• [PASSAGE]:
Il faut dire que la crêpe, durant les années 1840, apparaît comme un piètre substitut au pain. D'abord aliment de première nécessité, elle gagnera peu à peu ses lettres de noblesse: trempée dans la bouillie, le cidre, le lait... ou le potage,la crêpe accompagnera pommes de terre, lard froid et saucisse chaude, voire parfois œufs ou beurre fondu. Des marchands de crêpes sont attestés dès le 18e siècle (huit à Quimperlé vers 1740 et quatre à Rennes en 1760). Et les crêpiers et crêpières ambulants d'officier sur les marchés au début du 20e siècle, les mets étant alors consommés debout sur place ou emportés pour être mangés plus tard. Viendra ensuite l'invention de la crêperie autorisant une consommation plus sédentaire de la crêpe dès le 19e siècle. Celle-ci est alors proposée avec cidre ou vin comme à Paris dans les années 1900. L'entre-deux guerres voit la multiplication de ce genre d'établissements dans les grandes villes bretonnes, à Paris et au Havre. La diffusion de la billig vers 1950 offrira aux crêpiers un meilleur contrôle de la température et de la durée de la cuisson, tandis que l'essor de l'industrie agro-alimentaire donnera accès à un large éventail de garnitures.

• [ENREGISTREMENTS EXTRAITS]:
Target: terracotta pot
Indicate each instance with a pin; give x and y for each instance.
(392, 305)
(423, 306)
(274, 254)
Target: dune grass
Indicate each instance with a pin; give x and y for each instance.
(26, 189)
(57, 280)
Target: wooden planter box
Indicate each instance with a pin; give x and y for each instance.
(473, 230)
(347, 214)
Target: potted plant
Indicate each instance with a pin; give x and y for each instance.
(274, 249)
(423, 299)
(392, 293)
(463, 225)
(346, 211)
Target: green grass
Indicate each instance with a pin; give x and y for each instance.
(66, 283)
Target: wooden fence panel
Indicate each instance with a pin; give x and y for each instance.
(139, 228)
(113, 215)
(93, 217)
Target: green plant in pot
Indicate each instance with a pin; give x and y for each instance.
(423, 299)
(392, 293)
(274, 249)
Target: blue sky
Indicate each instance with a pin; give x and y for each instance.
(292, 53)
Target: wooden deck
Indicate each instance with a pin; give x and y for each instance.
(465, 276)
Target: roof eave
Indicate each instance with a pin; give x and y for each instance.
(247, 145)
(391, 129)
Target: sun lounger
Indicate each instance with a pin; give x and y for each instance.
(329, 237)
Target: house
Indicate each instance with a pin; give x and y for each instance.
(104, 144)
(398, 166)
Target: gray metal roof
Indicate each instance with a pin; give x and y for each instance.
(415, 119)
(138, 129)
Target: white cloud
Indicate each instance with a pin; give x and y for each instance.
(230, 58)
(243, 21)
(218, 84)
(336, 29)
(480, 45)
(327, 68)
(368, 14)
* * *
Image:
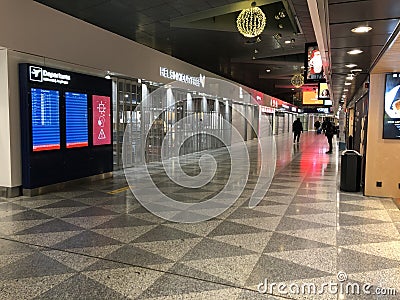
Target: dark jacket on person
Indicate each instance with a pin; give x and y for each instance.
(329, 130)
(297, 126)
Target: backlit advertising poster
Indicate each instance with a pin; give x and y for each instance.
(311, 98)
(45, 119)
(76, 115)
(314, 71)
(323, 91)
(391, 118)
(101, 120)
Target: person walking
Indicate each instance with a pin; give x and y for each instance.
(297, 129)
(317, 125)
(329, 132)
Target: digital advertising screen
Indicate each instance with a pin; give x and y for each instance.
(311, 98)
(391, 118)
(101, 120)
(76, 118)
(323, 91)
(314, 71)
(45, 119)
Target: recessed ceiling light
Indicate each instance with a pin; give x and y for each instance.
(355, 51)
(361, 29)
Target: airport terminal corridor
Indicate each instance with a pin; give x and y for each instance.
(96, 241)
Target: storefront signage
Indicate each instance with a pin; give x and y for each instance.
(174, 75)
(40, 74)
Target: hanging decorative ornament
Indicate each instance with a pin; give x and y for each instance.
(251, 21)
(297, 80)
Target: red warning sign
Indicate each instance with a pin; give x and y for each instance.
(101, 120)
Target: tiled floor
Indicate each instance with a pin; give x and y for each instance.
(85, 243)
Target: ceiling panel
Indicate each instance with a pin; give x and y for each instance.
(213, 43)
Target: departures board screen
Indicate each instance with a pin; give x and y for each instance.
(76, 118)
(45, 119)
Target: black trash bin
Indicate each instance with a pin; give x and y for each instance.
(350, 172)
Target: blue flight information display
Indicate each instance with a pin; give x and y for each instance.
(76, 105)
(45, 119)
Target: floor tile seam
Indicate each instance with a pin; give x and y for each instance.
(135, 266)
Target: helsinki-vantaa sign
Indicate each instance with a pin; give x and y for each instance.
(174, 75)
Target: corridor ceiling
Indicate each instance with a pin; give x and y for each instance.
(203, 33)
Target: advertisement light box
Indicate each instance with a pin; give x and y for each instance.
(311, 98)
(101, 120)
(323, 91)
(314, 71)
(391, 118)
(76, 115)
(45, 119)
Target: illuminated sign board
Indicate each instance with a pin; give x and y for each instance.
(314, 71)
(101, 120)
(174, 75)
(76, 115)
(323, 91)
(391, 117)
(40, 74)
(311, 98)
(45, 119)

• [TRAVAIL ÉCRIT]:
1. Selon le passage sur l'histoire de la crêpe, combien de marchands de crêpes étaient établis à Quimperlé vers 1740 ?
2. Pouvez-vous poursuivre le passage sur l'histoire de la crêpe à la suite de sa dernière phrase ?

• [EN RÉPONSE]:
1. Huit marchands de crêpes.

2.
Crêpes ou galettes, le mets a de multiples visages : fines ou épaisses, de froment, au blé noir, à l'orge ou à l'avoine, la Bretagne du 19e siècle la voit d'un œil différent. Pour certains observateurs, l'une et l'autre se distingue que par son épaisseur tandis que d'autres accordent davantage d'attention à la farine entrant dans sa composition. Quoiqu'il en soit, ce plat de la gastronomie bretonne deviendra à juste titre un marqueur de l'identité régionale au siècle suivant, malgré le déclin constant de la culture du sarrasin dans notre pays. De là à considérer la crêpe comme un plat folklorique...Il reste que ce mets à l'histoire méconnue reste plus que jamais populaire, sous des formes variées et diverses. Alors ? Crêpe ou galette ?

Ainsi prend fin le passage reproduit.